**DO THIS**
Transcribe every line, keeping it exact.

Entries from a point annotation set
• • • • • • •

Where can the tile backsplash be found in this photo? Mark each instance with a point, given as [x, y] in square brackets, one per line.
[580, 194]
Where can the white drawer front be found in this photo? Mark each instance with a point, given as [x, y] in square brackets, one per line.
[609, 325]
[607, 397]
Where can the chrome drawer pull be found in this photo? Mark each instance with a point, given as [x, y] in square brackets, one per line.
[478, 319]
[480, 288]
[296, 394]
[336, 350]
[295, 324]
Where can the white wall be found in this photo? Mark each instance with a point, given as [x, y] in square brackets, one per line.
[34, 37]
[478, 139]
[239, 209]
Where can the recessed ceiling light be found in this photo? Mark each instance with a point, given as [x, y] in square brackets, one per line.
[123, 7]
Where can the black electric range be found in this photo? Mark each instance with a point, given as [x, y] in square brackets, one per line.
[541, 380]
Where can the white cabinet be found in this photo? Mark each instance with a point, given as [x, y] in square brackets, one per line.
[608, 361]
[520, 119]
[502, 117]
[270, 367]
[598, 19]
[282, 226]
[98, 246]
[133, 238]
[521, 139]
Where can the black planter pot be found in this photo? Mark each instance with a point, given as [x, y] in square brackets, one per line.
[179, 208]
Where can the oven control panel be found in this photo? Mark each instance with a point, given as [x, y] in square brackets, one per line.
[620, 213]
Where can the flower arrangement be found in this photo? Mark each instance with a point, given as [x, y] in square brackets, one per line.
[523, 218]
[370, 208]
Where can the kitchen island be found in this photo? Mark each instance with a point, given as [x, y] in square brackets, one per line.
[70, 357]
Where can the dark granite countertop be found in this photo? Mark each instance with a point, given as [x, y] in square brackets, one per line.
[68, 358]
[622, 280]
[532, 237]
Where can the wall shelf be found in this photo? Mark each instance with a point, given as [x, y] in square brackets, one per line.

• • • • • • •

**ANSWER TO THIS PROBLEM**
Where can the tile backsplash be found in this photo? Mark each instance with a point, given as [x, y] in square brackets, one per line.
[580, 194]
Where can the white drawer front be found in this photo? Mark each instance with a point, given as [x, y] in square brackets, one per line.
[609, 325]
[607, 397]
Where can the chrome drawer pull be found in this photo? Mark each instance with a point, given as [x, y] in square brackets, one per line.
[478, 319]
[480, 288]
[296, 394]
[336, 350]
[295, 324]
Where can the white wall be found in this photo? Mark each instance with a point, given as [x, y] in square brackets, one per line.
[34, 37]
[478, 139]
[239, 209]
Where can the recessed ceiling light be found in this photo? Mark each instance with a point, given as [x, y] in square brackets, one per line.
[123, 7]
Where can the black electric range be found in this photo? Mark each instance with a point, given as [x, y] in square brackets, one per line.
[541, 380]
Where can the white cabinet be found in this photo? Mark each instance with a point, given as [x, y] in square brackets, one per line.
[608, 361]
[520, 119]
[502, 117]
[270, 367]
[598, 19]
[282, 226]
[98, 246]
[133, 238]
[521, 139]
Where can the black planter pot be found in this photo? Mark each instance with a point, given as [x, y] in square brackets, one per line.
[179, 208]
Where can the oven control panel be found in this photo? Mark each instance with a point, given as [x, y] in square brackets, one per line.
[620, 213]
Where can the flower arrangement be found in this photo? Mark each instance with a point, given as [x, y] in square brackets, one per line.
[523, 218]
[370, 208]
Where can the kitchen island be found in this photo? Mark each instance with a point, given as [x, y] in square brackets, one per line.
[70, 357]
Where can the dark granite countertop be found in this photo? Mark each instance with a point, given as [x, y] in square brackets, one per line.
[68, 358]
[622, 280]
[532, 237]
Where can the wall shelf be found in this photo? Mark each instance with a point, given as [x, y] in square brackets, one per line.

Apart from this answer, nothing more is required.